> **Task instructions**
Would you copy the line that includes "spoon? Mark that spot." and every line that follows it, down to the last line of the listing below, exactly as they stand?
(Raw data)
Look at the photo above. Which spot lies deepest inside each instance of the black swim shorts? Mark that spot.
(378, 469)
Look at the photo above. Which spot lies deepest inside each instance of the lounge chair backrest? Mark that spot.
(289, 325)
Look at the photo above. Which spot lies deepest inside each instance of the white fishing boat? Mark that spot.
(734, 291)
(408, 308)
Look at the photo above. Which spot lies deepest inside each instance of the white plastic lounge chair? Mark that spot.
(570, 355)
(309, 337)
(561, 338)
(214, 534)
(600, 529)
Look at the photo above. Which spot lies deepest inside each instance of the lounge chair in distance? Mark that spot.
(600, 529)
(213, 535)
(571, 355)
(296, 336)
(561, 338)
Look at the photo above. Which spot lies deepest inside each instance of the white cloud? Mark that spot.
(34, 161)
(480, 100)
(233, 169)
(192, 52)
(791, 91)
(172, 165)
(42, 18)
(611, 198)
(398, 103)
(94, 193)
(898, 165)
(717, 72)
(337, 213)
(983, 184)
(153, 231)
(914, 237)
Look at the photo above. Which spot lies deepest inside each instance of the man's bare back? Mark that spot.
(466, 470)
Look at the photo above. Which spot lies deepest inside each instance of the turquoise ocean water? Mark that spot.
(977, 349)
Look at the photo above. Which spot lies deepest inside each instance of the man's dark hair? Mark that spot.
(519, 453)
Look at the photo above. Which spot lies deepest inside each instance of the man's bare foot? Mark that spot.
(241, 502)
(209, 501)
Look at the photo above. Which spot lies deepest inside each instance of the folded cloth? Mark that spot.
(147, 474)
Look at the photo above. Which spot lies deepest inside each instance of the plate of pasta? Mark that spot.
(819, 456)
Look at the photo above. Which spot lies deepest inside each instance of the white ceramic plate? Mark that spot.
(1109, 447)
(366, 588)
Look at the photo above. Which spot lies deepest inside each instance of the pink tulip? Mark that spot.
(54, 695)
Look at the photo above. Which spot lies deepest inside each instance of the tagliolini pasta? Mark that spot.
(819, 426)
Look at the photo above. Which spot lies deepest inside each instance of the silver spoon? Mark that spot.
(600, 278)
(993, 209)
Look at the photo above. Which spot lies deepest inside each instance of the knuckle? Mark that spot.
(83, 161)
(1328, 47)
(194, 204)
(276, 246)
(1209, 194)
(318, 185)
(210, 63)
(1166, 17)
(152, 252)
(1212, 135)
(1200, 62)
(End Raw data)
> **Task response**
Look at the photo above. Which spot lies deepest inside each instance of the silver spoon? Mark that spot.
(600, 278)
(993, 209)
Look at the photo above. Which spot lies deepest inside each instance of the knuckle? Mark that spot.
(83, 161)
(1328, 47)
(194, 204)
(276, 246)
(1209, 194)
(318, 185)
(210, 63)
(1166, 17)
(152, 252)
(1212, 135)
(1200, 62)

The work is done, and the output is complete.